Try it → Quote the passage on response variables word for word, starting at the words "Many commonly measured" and ending after "in an article.".

Passage provided →
● ● ● ● ●

This means list the response variables measured and describe how each was measured. It is also beneficial to make various plots of the original data to determine if there is a treatment effect (these plots are not necessarily included in the published paper). The biology should lead the statistics. Beyond this, you are looking for two things. When you describe the response variable, you want to focus on the sampling distribution of the response variable because this affects the model selected for the analysis of the data. You should plot the response variable against the predictor variables and look for recognizable patterns—in particular, to determine if (and how) variability changes systematically with the mean. For example, these may be scatterplots or boxplots. Another useful plot groups observations in a natural way (say, by treatment combination) and plots the means of the groups against their standard deviations. Many statistical methods assume the response variable is normally distributed, in which case variability should be roughly the same throughout the range of the response variable. A histogram of the *residuals* from the appropriate model with a normally distributed response variable results in a bell-shaped distribution. Note that a histogram of the raw response variable should not have a bell-shaped distribution because, if there really are treatment effects, the histogram should have a peak at each treatment mean.

Many commonly measured response variables in horticulture have a non-normal distribution. For example, germination rate (number of seeds germinated successfully/the number planted) has a binomial distribution. Many variables are continuous but have strongly right-skewed distributions, such as berry weight. A log-normal distribution often works well for this response variable. Generalized linear models allow the data to arise from many processes; the normal distribution is just one of several. Others include the log-normal, gamma, exponential, beta, binomial, Poisson, and negative binomial. The latter three are used to model count data. Again, plots used to assess the data and suggest models are part of your toolbox for determining the formal statistical analysis you will conduct, but usually are not included in an article.

● ● ● ● ●

Input data →

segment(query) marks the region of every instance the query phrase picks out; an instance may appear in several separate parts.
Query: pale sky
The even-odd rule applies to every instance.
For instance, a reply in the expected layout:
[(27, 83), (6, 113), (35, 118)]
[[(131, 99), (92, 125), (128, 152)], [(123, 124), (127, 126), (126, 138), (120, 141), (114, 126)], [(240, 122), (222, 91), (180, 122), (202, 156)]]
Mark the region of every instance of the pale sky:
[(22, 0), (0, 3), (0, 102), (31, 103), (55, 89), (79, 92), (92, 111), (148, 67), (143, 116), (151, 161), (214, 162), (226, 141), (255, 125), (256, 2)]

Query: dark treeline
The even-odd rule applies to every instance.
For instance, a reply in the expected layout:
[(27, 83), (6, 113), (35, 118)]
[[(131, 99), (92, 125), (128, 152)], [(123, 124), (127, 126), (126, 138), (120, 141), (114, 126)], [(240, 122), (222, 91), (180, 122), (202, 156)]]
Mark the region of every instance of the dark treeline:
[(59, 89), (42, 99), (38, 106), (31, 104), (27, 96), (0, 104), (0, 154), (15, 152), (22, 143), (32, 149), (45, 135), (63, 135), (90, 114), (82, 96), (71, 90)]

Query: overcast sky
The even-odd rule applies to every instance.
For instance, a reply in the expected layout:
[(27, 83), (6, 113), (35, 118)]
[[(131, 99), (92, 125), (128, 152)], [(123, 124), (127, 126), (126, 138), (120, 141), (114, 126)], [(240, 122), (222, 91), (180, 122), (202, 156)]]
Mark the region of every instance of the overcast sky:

● ● ● ● ●

Output below →
Many commonly measured response variables in horticulture have a non-normal distribution. For example, germination rate (number of seeds germinated successfully/the number planted) has a binomial distribution. Many variables are continuous but have strongly right-skewed distributions, such as berry weight. A log-normal distribution often works well for this response variable. Generalized linear models allow the data to arise from many processes; the normal distribution is just one of several. Others include the log-normal, gamma, exponential, beta, binomial, Poisson, and negative binomial. The latter three are used to model count data. Again, plots used to assess the data and suggest models are part of your toolbox for determining the formal statistical analysis you will conduct, but usually are not included in an article.